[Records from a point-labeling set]
## Begin

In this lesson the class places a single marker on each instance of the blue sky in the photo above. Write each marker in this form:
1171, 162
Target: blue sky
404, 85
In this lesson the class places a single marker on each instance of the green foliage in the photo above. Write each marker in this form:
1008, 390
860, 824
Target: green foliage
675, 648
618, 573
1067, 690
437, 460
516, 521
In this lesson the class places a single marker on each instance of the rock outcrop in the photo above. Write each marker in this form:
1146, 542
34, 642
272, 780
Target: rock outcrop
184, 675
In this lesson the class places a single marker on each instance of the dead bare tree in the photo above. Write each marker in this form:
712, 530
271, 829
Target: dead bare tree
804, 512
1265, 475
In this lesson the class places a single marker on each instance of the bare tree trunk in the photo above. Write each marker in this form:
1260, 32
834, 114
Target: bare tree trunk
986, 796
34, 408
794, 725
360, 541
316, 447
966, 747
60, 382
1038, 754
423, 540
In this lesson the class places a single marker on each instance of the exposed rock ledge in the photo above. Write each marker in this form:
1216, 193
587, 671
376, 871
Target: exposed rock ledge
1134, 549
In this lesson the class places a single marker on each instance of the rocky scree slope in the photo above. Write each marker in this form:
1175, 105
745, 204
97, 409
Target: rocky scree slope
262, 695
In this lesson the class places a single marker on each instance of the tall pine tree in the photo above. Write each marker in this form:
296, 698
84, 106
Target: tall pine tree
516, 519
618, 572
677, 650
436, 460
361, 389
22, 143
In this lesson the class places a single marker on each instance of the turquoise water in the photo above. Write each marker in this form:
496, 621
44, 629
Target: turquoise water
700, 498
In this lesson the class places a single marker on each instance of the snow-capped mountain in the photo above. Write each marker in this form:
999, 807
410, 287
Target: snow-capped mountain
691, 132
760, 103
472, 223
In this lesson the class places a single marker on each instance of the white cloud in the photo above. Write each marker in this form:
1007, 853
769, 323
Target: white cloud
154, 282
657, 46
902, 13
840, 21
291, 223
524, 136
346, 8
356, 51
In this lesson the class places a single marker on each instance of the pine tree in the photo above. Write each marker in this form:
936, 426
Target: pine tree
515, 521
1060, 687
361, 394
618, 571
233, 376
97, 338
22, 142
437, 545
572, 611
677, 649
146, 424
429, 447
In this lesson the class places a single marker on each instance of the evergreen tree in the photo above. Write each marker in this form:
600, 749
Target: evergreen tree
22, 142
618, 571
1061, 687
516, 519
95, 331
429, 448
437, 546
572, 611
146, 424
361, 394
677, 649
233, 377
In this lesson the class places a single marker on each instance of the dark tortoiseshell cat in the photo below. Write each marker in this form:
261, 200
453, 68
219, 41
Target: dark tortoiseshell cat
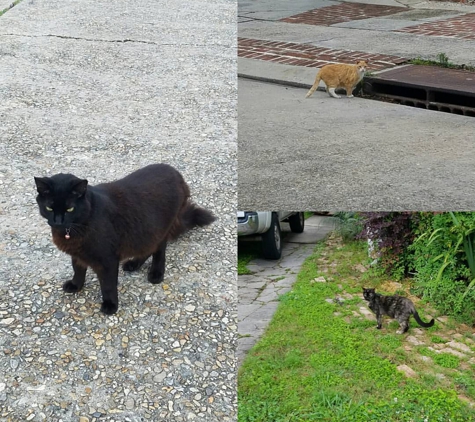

## End

• GIVEN INSTRUCTION: Lay out every line of the records above as a Markdown table with two columns, No. and Line, numbering the rows in order and omitting blank lines. Leave the pictures out.

• OUTPUT FOR THIS TASK:
| No. | Line |
|---|---|
| 1 | In this lesson the class places a single marker on each instance of the blue sky in the photo above. Write each marker in this form: |
| 2 | 1171, 162 |
| 3 | Target: blue sky |
| 4 | 404, 85 |
| 5 | In this lesson the class places a single marker on each instance of the green foliage in the photo above. Write each marker in this form: |
| 6 | 1008, 390 |
| 7 | 860, 824 |
| 8 | Target: green foliage |
| 9 | 675, 648 |
| 10 | 618, 573 |
| 11 | 1067, 690 |
| 12 | 437, 460 |
| 13 | 516, 521 |
| 14 | In this lesson the class places a single marker on each instance of the rock outcrop in the photo above. Write each marker in this form: |
| 15 | 1146, 542 |
| 16 | 34, 642 |
| 17 | 272, 780 |
| 18 | Target: rock outcrop |
| 19 | 184, 675 |
| 20 | In this lesson the class places a single marker on each instance of the dead bare tree in the photo above. Write each marker in this form: |
| 21 | 712, 530 |
| 22 | 271, 829 |
| 23 | Target: dead bare tree |
| 24 | 804, 512 |
| 25 | 1265, 475 |
| 26 | In this lesson the class places a single marker on each instance of the bare tree trunk in the photo above. Write each marker in this form: |
| 27 | 1260, 32 |
| 28 | 834, 114 |
| 29 | Target: bare tree trunk |
| 30 | 986, 796 |
| 31 | 34, 408 |
| 32 | 794, 725 |
| 33 | 360, 541 |
| 34 | 316, 447 |
| 35 | 966, 747 |
| 36 | 60, 382 |
| 37 | 1038, 754 |
| 38 | 423, 540 |
| 39 | In this lesson the class places a single marker on each instance of the exposed rock ledge in the photo above. Write each marker in this form: |
| 40 | 1216, 193 |
| 41 | 587, 671 |
| 42 | 376, 871 |
| 43 | Target: exposed rock ledge |
| 44 | 1134, 549 |
| 45 | In this lesson the class places a single marker on each instance of the rocky scree slope in the photo above. Write each marker in this form: |
| 46 | 1175, 105 |
| 47 | 745, 204 |
| 48 | 97, 409 |
| 49 | Target: rocky scree slope |
| 50 | 262, 695 |
| 51 | In this lesson the class places a single marker on each instance of the tall pine tree in the photo above. Write each marker in this form: |
| 52 | 296, 698 |
| 53 | 84, 106 |
| 54 | Target: tall pine tree |
| 55 | 516, 519 |
| 56 | 618, 572 |
| 57 | 677, 650 |
| 58 | 436, 460 |
| 59 | 361, 389 |
| 60 | 22, 143 |
| 61 | In this lesson the class places a single marker on each instance of the turquoise water in the photo above. Write each marker in this form: |
| 62 | 496, 621 |
| 63 | 44, 629 |
| 64 | Target: turquoise water |
| 65 | 700, 498 |
| 66 | In this lesson the class places a single marker on each instance of the snow-capped mountain in the photo above. Write each marker in this form: |
| 67 | 999, 807 |
| 68 | 410, 287 |
| 69 | Target: snow-capped mountain |
| 70 | 691, 132 |
| 71 | 760, 103 |
| 72 | 472, 223 |
| 73 | In this lesson the class places a single marker on each instance of the white cloud in the photo above. Write each marker in this form: |
| 74 | 1007, 853 |
| 75 | 769, 323 |
| 76 | Target: white cloud |
| 77 | 154, 282 |
| 78 | 657, 46 |
| 79 | 902, 13 |
| 80 | 840, 21 |
| 81 | 291, 223 |
| 82 | 524, 136 |
| 83 | 346, 8 |
| 84 | 356, 51 |
| 85 | In this lesson the class places a single marker on each instance of the pine tree in the photo above. Write each marker in this form: |
| 86 | 936, 426 |
| 87 | Target: pine tree |
| 88 | 515, 521 |
| 89 | 1060, 687 |
| 90 | 361, 394 |
| 91 | 618, 571 |
| 92 | 233, 376 |
| 93 | 97, 338 |
| 94 | 22, 142 |
| 95 | 437, 545 |
| 96 | 572, 611 |
| 97 | 677, 649 |
| 98 | 146, 424 |
| 99 | 429, 447 |
| 100 | In this lesson the class places a single marker on each instance of the evergreen tree in the photo above. Write each marker in this form: |
| 101 | 600, 749 |
| 102 | Target: evergreen tree |
| 103 | 22, 142 |
| 104 | 618, 571 |
| 105 | 1061, 687 |
| 106 | 516, 519 |
| 107 | 95, 331 |
| 108 | 429, 448 |
| 109 | 437, 546 |
| 110 | 572, 611 |
| 111 | 146, 424 |
| 112 | 361, 394 |
| 113 | 677, 649 |
| 114 | 233, 377 |
| 115 | In this lesson the class places a single marker on each instance of the dark tortoiseshell cat in the photo below. Write each marker in this form: |
| 116 | 261, 200 |
| 117 | 453, 68 |
| 118 | 219, 41 |
| 119 | Target: dark tortoiseshell cat |